Exercise prompt - Rewrite the ticket-writing advice from "Your tickets need" to "and documenting filenames.)", changing "logs" to "screenshots".
═══ Text for analysis
There's a lot of good advice in this thread, but one more thing that I need to add:

Your tickets need to be well-written, and actively groomed. This means things like:

- Clear ticket title

- Clear steps to reproduce

- Process followed (Varies based on product, in our case this means attaching logs and documenting filenames.)

- When someone clarifies things, they must update the actual ticket title / description instead of clarifying in an email / comment

- Management must not expect engineers to handhold ticket writers through things like this, and must expect that testers and support own clearly communicating what the issue is

- Do not combine multiple bugs into the same ticket

- Do not "fail verification" when finding a new bug

- Relate similar tickets, don't identify new bugs / issues in a comment

Some examples of "bad" tickets:

- Giving a title that's basically "It's not working." Every product has an analogy of "It's not working." In our case, novices who don't take the time to explain a problem will just create a lot of tickets titled "It's not syncing."
══════
═══ Data records
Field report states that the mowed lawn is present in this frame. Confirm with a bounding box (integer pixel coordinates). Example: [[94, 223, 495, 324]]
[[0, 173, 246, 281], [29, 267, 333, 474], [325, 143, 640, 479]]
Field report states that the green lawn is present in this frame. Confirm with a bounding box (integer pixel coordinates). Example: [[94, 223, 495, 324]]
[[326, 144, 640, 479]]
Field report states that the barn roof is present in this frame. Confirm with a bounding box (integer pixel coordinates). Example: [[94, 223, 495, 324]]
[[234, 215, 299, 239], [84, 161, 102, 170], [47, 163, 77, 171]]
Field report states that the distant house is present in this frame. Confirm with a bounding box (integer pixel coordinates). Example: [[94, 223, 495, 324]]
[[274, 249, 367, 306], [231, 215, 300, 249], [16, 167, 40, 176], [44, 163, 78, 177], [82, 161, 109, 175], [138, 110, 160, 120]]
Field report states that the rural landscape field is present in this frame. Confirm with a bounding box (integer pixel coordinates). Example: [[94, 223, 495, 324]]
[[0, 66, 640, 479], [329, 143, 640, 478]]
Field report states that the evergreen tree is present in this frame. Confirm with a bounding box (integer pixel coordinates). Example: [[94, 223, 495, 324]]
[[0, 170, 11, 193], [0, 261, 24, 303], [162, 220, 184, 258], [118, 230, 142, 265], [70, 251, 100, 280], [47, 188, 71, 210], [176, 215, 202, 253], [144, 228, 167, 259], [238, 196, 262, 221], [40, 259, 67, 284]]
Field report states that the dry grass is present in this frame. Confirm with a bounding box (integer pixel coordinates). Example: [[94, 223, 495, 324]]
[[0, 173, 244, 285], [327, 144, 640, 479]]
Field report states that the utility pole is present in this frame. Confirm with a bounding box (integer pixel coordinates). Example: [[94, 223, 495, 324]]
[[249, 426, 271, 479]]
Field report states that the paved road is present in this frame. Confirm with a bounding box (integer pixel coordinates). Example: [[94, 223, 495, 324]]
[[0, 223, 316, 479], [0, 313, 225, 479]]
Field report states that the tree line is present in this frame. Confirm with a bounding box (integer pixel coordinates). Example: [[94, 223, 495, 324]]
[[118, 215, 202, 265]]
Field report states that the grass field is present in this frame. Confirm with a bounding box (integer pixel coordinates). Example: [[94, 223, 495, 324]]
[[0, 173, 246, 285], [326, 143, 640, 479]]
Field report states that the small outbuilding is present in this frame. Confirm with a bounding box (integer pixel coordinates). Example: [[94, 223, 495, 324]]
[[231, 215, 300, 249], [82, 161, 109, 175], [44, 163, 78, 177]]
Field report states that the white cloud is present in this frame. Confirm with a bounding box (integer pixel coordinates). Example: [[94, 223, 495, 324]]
══════
Solution to the problem -
Your tickets need to be well-written, and actively groomed. This means things like:

- Clear ticket title

- Clear steps to reproduce

- Process followed (Varies based on product, in our case this means attaching screenshots and documenting filenames.)